**Task:** Pick out every line below that contains the word "water", and copy each of those lines in full.

**Input material:**
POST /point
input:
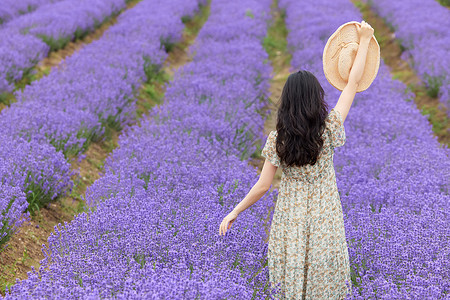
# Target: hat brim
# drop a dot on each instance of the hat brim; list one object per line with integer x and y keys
{"x": 348, "y": 33}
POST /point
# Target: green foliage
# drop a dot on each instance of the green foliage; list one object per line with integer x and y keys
{"x": 80, "y": 33}
{"x": 36, "y": 197}
{"x": 167, "y": 44}
{"x": 185, "y": 19}
{"x": 54, "y": 44}
{"x": 151, "y": 70}
{"x": 5, "y": 226}
{"x": 433, "y": 85}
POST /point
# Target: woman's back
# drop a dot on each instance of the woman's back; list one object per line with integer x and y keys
{"x": 307, "y": 251}
{"x": 333, "y": 136}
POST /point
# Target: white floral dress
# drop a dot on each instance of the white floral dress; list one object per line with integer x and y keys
{"x": 307, "y": 251}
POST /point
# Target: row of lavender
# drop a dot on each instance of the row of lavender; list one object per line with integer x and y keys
{"x": 72, "y": 105}
{"x": 392, "y": 173}
{"x": 29, "y": 38}
{"x": 427, "y": 39}
{"x": 11, "y": 9}
{"x": 153, "y": 231}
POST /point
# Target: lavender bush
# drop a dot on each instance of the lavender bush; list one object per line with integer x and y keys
{"x": 31, "y": 175}
{"x": 72, "y": 106}
{"x": 392, "y": 173}
{"x": 426, "y": 40}
{"x": 29, "y": 38}
{"x": 95, "y": 87}
{"x": 12, "y": 203}
{"x": 11, "y": 9}
{"x": 152, "y": 230}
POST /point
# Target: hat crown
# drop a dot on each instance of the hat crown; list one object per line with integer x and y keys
{"x": 346, "y": 58}
{"x": 340, "y": 53}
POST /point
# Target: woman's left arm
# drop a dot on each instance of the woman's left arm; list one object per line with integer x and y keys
{"x": 260, "y": 187}
{"x": 257, "y": 191}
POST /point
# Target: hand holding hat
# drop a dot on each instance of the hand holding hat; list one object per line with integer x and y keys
{"x": 340, "y": 52}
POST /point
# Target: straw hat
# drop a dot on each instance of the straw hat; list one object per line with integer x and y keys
{"x": 340, "y": 52}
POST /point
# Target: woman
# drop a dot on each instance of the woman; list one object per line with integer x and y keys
{"x": 307, "y": 252}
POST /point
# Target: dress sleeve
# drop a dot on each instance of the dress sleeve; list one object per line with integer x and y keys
{"x": 336, "y": 128}
{"x": 269, "y": 150}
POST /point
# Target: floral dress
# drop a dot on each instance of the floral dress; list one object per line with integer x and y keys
{"x": 307, "y": 252}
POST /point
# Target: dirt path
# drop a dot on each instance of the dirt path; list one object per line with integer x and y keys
{"x": 391, "y": 53}
{"x": 53, "y": 59}
{"x": 24, "y": 248}
{"x": 275, "y": 44}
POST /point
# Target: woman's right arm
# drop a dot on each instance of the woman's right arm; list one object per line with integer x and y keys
{"x": 348, "y": 94}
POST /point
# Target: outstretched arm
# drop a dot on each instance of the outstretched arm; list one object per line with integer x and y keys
{"x": 257, "y": 191}
{"x": 348, "y": 94}
{"x": 260, "y": 187}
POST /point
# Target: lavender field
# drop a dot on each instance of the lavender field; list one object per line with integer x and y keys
{"x": 151, "y": 189}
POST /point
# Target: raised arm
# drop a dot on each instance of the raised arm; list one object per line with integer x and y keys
{"x": 345, "y": 101}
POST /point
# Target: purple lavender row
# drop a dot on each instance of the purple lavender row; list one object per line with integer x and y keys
{"x": 427, "y": 40}
{"x": 166, "y": 187}
{"x": 67, "y": 108}
{"x": 29, "y": 38}
{"x": 30, "y": 175}
{"x": 11, "y": 9}
{"x": 95, "y": 87}
{"x": 392, "y": 173}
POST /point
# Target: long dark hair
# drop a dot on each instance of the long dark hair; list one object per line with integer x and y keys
{"x": 301, "y": 120}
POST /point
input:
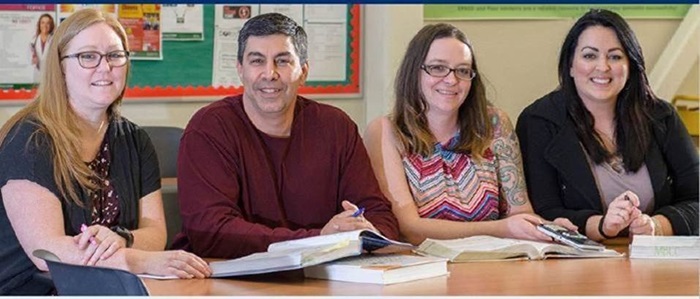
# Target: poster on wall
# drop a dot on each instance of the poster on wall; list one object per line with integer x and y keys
{"x": 142, "y": 25}
{"x": 228, "y": 21}
{"x": 549, "y": 11}
{"x": 325, "y": 25}
{"x": 182, "y": 22}
{"x": 65, "y": 10}
{"x": 25, "y": 33}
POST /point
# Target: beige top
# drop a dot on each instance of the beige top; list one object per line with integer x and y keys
{"x": 613, "y": 180}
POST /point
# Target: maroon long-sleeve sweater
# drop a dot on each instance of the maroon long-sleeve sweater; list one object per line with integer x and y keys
{"x": 240, "y": 189}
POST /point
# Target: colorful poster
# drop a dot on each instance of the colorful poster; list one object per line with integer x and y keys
{"x": 228, "y": 20}
{"x": 326, "y": 27}
{"x": 65, "y": 10}
{"x": 25, "y": 35}
{"x": 181, "y": 22}
{"x": 514, "y": 11}
{"x": 142, "y": 25}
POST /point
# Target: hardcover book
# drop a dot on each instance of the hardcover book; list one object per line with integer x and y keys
{"x": 480, "y": 248}
{"x": 380, "y": 269}
{"x": 665, "y": 247}
{"x": 300, "y": 253}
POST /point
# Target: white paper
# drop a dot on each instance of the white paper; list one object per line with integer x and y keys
{"x": 182, "y": 21}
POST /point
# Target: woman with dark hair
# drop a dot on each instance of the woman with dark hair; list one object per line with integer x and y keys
{"x": 40, "y": 42}
{"x": 602, "y": 150}
{"x": 446, "y": 158}
{"x": 77, "y": 178}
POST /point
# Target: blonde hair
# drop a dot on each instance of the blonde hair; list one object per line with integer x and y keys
{"x": 51, "y": 110}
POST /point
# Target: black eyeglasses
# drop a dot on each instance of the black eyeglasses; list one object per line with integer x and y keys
{"x": 92, "y": 59}
{"x": 441, "y": 71}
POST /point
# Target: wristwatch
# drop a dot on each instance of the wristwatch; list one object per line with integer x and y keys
{"x": 124, "y": 233}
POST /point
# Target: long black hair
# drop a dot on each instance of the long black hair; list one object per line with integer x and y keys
{"x": 632, "y": 118}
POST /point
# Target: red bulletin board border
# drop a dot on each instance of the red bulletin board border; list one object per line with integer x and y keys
{"x": 180, "y": 92}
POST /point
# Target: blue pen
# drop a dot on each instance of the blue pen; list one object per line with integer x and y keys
{"x": 358, "y": 212}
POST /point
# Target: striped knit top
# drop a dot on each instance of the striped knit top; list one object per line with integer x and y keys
{"x": 453, "y": 186}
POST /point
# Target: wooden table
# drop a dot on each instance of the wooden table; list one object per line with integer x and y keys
{"x": 560, "y": 277}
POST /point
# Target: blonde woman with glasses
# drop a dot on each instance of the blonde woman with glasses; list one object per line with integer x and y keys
{"x": 447, "y": 159}
{"x": 77, "y": 178}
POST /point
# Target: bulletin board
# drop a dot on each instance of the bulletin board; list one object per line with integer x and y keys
{"x": 185, "y": 72}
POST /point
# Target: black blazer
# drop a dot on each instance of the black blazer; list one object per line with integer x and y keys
{"x": 561, "y": 184}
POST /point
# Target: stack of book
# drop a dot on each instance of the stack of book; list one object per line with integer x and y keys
{"x": 482, "y": 248}
{"x": 665, "y": 247}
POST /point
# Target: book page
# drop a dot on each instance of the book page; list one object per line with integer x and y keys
{"x": 386, "y": 261}
{"x": 317, "y": 241}
{"x": 673, "y": 241}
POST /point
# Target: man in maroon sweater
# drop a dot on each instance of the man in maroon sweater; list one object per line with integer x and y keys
{"x": 270, "y": 165}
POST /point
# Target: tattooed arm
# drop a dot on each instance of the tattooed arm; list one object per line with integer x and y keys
{"x": 515, "y": 203}
{"x": 509, "y": 165}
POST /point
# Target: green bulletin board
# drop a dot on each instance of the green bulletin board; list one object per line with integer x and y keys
{"x": 184, "y": 62}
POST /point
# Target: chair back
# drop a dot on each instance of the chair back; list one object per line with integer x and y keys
{"x": 78, "y": 280}
{"x": 166, "y": 140}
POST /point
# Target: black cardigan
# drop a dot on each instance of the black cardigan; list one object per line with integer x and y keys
{"x": 561, "y": 184}
{"x": 134, "y": 173}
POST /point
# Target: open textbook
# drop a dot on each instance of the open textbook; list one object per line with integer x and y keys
{"x": 480, "y": 248}
{"x": 380, "y": 269}
{"x": 300, "y": 253}
{"x": 665, "y": 247}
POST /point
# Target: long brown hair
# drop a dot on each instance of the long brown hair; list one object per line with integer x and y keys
{"x": 409, "y": 113}
{"x": 52, "y": 113}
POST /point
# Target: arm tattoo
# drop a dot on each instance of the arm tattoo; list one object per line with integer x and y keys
{"x": 509, "y": 162}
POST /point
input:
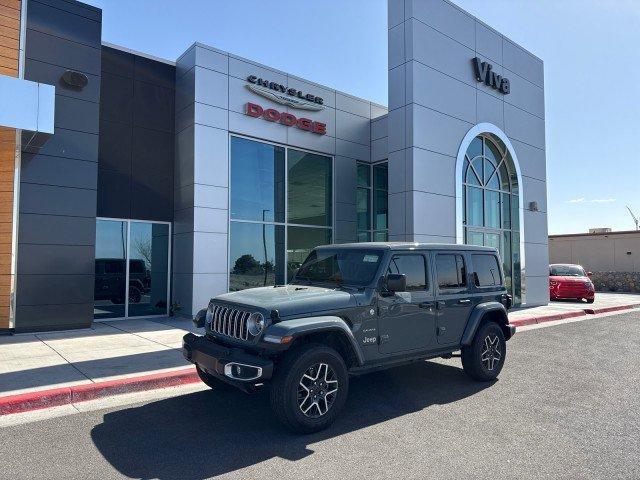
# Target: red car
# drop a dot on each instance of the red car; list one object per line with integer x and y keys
{"x": 570, "y": 282}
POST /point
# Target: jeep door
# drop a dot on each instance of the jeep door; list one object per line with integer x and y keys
{"x": 407, "y": 319}
{"x": 453, "y": 297}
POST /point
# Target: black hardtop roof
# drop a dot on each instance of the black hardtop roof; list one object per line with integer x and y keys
{"x": 410, "y": 246}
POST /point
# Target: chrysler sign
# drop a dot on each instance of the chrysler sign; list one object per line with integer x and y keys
{"x": 291, "y": 97}
{"x": 484, "y": 73}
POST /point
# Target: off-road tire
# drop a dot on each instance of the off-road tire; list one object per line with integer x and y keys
{"x": 212, "y": 382}
{"x": 285, "y": 386}
{"x": 472, "y": 355}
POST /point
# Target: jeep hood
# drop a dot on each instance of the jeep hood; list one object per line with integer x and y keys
{"x": 291, "y": 299}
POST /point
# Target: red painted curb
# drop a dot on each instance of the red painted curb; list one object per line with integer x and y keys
{"x": 55, "y": 397}
{"x": 594, "y": 311}
{"x": 90, "y": 391}
{"x": 548, "y": 318}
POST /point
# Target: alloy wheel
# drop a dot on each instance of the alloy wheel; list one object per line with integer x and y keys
{"x": 491, "y": 352}
{"x": 317, "y": 390}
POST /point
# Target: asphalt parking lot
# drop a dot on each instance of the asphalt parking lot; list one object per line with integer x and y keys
{"x": 565, "y": 406}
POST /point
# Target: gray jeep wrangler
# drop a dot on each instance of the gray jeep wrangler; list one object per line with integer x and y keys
{"x": 352, "y": 309}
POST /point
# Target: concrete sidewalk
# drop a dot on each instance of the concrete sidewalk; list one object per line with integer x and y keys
{"x": 125, "y": 355}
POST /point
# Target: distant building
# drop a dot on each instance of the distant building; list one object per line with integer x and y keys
{"x": 613, "y": 257}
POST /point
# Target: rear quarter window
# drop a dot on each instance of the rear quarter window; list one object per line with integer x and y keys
{"x": 487, "y": 270}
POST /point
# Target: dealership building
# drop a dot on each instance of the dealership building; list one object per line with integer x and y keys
{"x": 134, "y": 186}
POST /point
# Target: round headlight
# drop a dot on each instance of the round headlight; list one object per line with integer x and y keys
{"x": 255, "y": 324}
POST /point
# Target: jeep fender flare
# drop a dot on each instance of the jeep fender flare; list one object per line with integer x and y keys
{"x": 302, "y": 327}
{"x": 497, "y": 311}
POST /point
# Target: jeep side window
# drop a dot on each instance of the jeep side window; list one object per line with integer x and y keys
{"x": 486, "y": 269}
{"x": 451, "y": 271}
{"x": 413, "y": 266}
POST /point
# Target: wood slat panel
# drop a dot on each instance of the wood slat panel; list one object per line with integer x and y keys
{"x": 12, "y": 72}
{"x": 9, "y": 42}
{"x": 10, "y": 12}
{"x": 13, "y": 4}
{"x": 6, "y": 21}
{"x": 6, "y": 202}
{"x": 8, "y": 62}
{"x": 10, "y": 32}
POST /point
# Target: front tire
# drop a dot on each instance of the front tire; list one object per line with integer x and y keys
{"x": 310, "y": 388}
{"x": 484, "y": 358}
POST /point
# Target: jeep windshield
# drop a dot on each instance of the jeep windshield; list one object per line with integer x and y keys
{"x": 339, "y": 266}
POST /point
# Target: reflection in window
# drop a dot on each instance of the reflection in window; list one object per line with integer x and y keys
{"x": 310, "y": 188}
{"x": 486, "y": 269}
{"x": 110, "y": 276}
{"x": 256, "y": 255}
{"x": 491, "y": 204}
{"x": 264, "y": 246}
{"x": 257, "y": 181}
{"x": 145, "y": 246}
{"x": 300, "y": 242}
{"x": 148, "y": 269}
{"x": 372, "y": 202}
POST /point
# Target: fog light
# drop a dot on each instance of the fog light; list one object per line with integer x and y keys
{"x": 240, "y": 371}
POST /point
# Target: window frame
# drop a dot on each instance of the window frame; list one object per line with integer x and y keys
{"x": 425, "y": 262}
{"x": 464, "y": 288}
{"x": 286, "y": 223}
{"x": 371, "y": 189}
{"x": 501, "y": 283}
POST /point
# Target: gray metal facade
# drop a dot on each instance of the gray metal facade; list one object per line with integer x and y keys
{"x": 149, "y": 140}
{"x": 58, "y": 183}
{"x": 435, "y": 100}
{"x": 211, "y": 98}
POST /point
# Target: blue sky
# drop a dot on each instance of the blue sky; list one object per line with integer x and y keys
{"x": 590, "y": 49}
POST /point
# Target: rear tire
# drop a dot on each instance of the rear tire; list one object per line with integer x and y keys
{"x": 484, "y": 358}
{"x": 309, "y": 388}
{"x": 212, "y": 382}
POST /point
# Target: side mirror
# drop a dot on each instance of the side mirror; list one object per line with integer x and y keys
{"x": 200, "y": 318}
{"x": 396, "y": 282}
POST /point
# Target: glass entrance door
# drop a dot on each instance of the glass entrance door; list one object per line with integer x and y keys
{"x": 131, "y": 268}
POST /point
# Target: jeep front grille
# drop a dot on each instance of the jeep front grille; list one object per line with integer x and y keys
{"x": 231, "y": 322}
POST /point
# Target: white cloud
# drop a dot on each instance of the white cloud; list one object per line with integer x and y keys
{"x": 594, "y": 200}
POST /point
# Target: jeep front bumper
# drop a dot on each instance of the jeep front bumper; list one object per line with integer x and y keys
{"x": 231, "y": 365}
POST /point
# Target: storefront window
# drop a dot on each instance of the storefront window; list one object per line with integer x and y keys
{"x": 256, "y": 256}
{"x": 372, "y": 202}
{"x": 491, "y": 205}
{"x": 257, "y": 178}
{"x": 131, "y": 269}
{"x": 309, "y": 188}
{"x": 270, "y": 238}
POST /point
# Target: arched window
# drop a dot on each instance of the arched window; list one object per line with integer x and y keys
{"x": 491, "y": 204}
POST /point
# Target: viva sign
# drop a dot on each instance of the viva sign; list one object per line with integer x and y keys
{"x": 484, "y": 73}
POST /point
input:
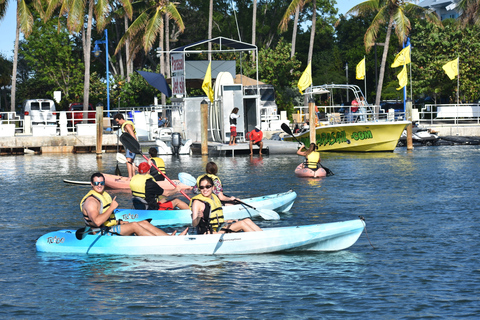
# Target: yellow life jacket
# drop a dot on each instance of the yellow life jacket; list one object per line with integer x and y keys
{"x": 105, "y": 201}
{"x": 131, "y": 123}
{"x": 137, "y": 184}
{"x": 214, "y": 213}
{"x": 313, "y": 159}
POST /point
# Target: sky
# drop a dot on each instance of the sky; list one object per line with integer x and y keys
{"x": 7, "y": 25}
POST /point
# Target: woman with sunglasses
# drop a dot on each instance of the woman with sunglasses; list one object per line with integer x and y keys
{"x": 207, "y": 213}
{"x": 212, "y": 169}
{"x": 97, "y": 207}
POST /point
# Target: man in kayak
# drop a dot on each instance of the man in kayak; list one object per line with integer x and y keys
{"x": 158, "y": 162}
{"x": 97, "y": 207}
{"x": 312, "y": 157}
{"x": 207, "y": 213}
{"x": 127, "y": 126}
{"x": 144, "y": 186}
{"x": 256, "y": 137}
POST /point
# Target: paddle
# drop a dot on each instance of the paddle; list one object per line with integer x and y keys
{"x": 287, "y": 130}
{"x": 133, "y": 145}
{"x": 266, "y": 214}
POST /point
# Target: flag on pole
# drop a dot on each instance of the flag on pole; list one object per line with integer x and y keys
{"x": 451, "y": 69}
{"x": 361, "y": 70}
{"x": 402, "y": 58}
{"x": 207, "y": 83}
{"x": 402, "y": 78}
{"x": 306, "y": 78}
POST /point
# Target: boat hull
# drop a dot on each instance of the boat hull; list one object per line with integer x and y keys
{"x": 303, "y": 172}
{"x": 280, "y": 202}
{"x": 356, "y": 137}
{"x": 321, "y": 237}
{"x": 119, "y": 182}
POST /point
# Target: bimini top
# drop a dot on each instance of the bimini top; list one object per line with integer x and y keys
{"x": 223, "y": 42}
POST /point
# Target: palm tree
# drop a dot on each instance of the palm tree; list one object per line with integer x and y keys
{"x": 24, "y": 24}
{"x": 75, "y": 11}
{"x": 394, "y": 14}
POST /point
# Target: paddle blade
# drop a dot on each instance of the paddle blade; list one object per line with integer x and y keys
{"x": 187, "y": 179}
{"x": 130, "y": 143}
{"x": 268, "y": 214}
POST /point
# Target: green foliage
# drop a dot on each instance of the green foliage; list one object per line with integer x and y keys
{"x": 52, "y": 64}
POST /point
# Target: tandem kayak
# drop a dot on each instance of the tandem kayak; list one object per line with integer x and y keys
{"x": 280, "y": 202}
{"x": 119, "y": 182}
{"x": 305, "y": 172}
{"x": 320, "y": 237}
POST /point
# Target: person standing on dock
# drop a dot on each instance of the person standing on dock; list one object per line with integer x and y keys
{"x": 127, "y": 126}
{"x": 256, "y": 137}
{"x": 233, "y": 126}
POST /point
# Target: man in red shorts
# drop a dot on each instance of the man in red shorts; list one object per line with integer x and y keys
{"x": 256, "y": 137}
{"x": 144, "y": 186}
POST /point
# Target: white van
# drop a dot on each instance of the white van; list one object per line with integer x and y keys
{"x": 41, "y": 111}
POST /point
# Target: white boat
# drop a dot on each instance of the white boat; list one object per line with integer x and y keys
{"x": 280, "y": 202}
{"x": 320, "y": 237}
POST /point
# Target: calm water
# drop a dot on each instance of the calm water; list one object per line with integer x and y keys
{"x": 421, "y": 210}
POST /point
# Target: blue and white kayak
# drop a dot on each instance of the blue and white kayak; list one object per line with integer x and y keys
{"x": 320, "y": 237}
{"x": 279, "y": 202}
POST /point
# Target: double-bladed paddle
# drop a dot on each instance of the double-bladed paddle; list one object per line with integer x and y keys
{"x": 133, "y": 145}
{"x": 287, "y": 130}
{"x": 266, "y": 214}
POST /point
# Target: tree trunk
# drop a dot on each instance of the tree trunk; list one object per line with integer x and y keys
{"x": 87, "y": 44}
{"x": 382, "y": 66}
{"x": 127, "y": 52}
{"x": 294, "y": 33}
{"x": 254, "y": 26}
{"x": 15, "y": 62}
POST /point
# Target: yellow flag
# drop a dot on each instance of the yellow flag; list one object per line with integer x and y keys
{"x": 402, "y": 58}
{"x": 207, "y": 82}
{"x": 402, "y": 78}
{"x": 306, "y": 78}
{"x": 361, "y": 69}
{"x": 451, "y": 69}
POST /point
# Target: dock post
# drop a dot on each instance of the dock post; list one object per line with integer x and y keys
{"x": 408, "y": 115}
{"x": 204, "y": 127}
{"x": 99, "y": 120}
{"x": 311, "y": 119}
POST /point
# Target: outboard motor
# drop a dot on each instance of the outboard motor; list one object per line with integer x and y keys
{"x": 176, "y": 142}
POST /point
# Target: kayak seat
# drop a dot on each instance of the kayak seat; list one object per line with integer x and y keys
{"x": 139, "y": 203}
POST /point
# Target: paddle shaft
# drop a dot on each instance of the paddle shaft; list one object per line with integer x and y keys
{"x": 132, "y": 144}
{"x": 287, "y": 129}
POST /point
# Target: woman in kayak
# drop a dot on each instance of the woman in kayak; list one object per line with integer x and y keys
{"x": 312, "y": 156}
{"x": 207, "y": 213}
{"x": 212, "y": 170}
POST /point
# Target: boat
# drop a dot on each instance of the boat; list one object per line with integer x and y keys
{"x": 279, "y": 202}
{"x": 309, "y": 238}
{"x": 118, "y": 182}
{"x": 305, "y": 172}
{"x": 347, "y": 131}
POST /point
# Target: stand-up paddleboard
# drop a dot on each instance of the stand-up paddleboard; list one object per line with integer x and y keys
{"x": 76, "y": 182}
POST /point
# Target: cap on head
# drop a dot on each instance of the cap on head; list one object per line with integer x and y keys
{"x": 143, "y": 167}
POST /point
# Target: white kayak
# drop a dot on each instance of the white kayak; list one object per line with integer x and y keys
{"x": 279, "y": 202}
{"x": 320, "y": 237}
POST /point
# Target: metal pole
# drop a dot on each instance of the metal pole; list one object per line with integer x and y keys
{"x": 204, "y": 126}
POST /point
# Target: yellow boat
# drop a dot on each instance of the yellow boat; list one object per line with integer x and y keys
{"x": 356, "y": 137}
{"x": 356, "y": 128}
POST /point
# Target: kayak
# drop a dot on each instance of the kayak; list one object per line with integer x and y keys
{"x": 305, "y": 172}
{"x": 320, "y": 237}
{"x": 280, "y": 202}
{"x": 118, "y": 182}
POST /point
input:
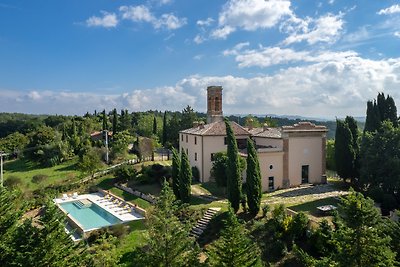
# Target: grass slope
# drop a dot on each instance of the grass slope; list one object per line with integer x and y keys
{"x": 26, "y": 170}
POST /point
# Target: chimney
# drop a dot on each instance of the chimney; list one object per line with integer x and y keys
{"x": 214, "y": 104}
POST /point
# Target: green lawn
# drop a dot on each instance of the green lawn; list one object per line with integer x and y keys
{"x": 311, "y": 207}
{"x": 107, "y": 183}
{"x": 25, "y": 170}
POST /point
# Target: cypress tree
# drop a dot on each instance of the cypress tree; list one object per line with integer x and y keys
{"x": 344, "y": 153}
{"x": 104, "y": 120}
{"x": 352, "y": 124}
{"x": 164, "y": 137}
{"x": 185, "y": 178}
{"x": 176, "y": 166}
{"x": 391, "y": 111}
{"x": 115, "y": 121}
{"x": 234, "y": 247}
{"x": 155, "y": 125}
{"x": 234, "y": 179}
{"x": 253, "y": 179}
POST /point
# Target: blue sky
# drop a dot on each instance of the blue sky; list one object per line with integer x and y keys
{"x": 312, "y": 58}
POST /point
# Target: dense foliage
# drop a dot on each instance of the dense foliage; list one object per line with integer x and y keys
{"x": 234, "y": 177}
{"x": 253, "y": 179}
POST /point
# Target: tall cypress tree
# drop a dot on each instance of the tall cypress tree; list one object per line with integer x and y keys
{"x": 344, "y": 153}
{"x": 165, "y": 130}
{"x": 234, "y": 178}
{"x": 176, "y": 166}
{"x": 234, "y": 247}
{"x": 104, "y": 120}
{"x": 391, "y": 111}
{"x": 253, "y": 179}
{"x": 352, "y": 124}
{"x": 115, "y": 121}
{"x": 185, "y": 178}
{"x": 155, "y": 125}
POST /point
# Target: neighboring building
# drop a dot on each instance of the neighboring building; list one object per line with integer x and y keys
{"x": 288, "y": 156}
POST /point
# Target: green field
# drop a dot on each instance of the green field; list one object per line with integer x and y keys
{"x": 26, "y": 170}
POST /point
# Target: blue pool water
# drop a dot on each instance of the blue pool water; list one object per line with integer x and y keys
{"x": 90, "y": 217}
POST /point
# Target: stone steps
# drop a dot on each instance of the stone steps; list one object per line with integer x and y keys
{"x": 202, "y": 224}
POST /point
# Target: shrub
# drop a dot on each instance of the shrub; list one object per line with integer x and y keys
{"x": 12, "y": 182}
{"x": 39, "y": 178}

**Answer to this task:**
# Target: calm water
# drop a dot on each instance of the calm water; list one object per line with integer x and y keys
# Target: blue pool water
# drop a dot on each instance of the blue pool water; list one object per line with integer x and y keys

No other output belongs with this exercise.